# Домашняя работа

В директории /var/datasets/wikipedia_info/ вам даны данные из википедии.
Создайте Structured Streaming поток, который считывает данные из директории /var/datasets/wikipedia_info/, токенизирует их и удалить стоп слова, а затем записывает в папку /user/jupyter-$<ваш юзернейм>/

In [1]:
import os

print(f"Мой юзернейм: {os.environ.get('USER')}")

Что сделать – Переведите на английский это предложение из текста для чтения выше: «В директории /var/datasets/wikipedia_info/ вам даны данные из википедии.»

Исходные данные –
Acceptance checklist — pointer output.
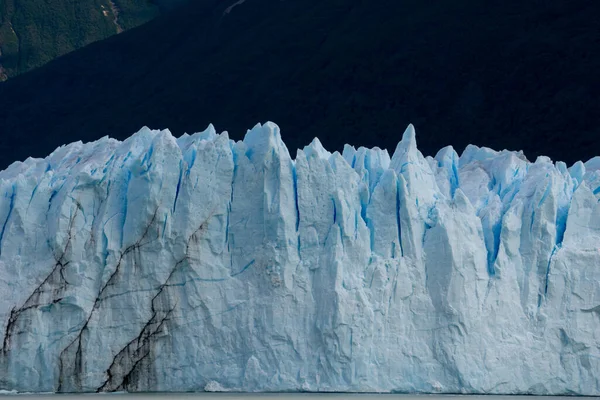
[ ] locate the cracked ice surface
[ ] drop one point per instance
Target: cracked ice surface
(199, 263)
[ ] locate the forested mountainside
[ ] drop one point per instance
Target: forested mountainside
(33, 32)
(521, 75)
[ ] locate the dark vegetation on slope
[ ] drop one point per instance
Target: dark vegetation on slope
(33, 32)
(500, 73)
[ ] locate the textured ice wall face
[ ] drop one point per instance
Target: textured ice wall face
(199, 263)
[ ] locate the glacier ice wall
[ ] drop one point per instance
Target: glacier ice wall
(200, 263)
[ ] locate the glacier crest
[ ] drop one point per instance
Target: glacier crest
(200, 263)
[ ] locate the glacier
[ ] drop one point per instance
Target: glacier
(201, 263)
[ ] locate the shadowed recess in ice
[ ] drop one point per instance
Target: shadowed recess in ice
(200, 263)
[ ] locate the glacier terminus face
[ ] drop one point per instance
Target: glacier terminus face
(200, 263)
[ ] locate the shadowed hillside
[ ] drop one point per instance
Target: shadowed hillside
(33, 32)
(503, 74)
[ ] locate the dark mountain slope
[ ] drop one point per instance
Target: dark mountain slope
(503, 74)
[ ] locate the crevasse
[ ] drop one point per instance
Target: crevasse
(164, 264)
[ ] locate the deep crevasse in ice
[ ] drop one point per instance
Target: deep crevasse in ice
(200, 263)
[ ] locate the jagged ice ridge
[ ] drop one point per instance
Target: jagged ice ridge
(200, 263)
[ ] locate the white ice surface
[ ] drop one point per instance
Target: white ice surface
(198, 263)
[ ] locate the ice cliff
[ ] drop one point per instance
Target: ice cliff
(200, 263)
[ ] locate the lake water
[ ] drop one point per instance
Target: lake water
(293, 396)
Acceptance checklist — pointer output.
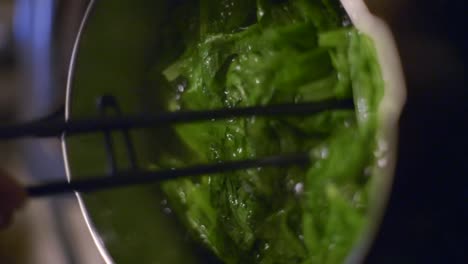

Готовое решение – You are given data from Wikipedia in the /var/datasets/wikipedia_info/ directory.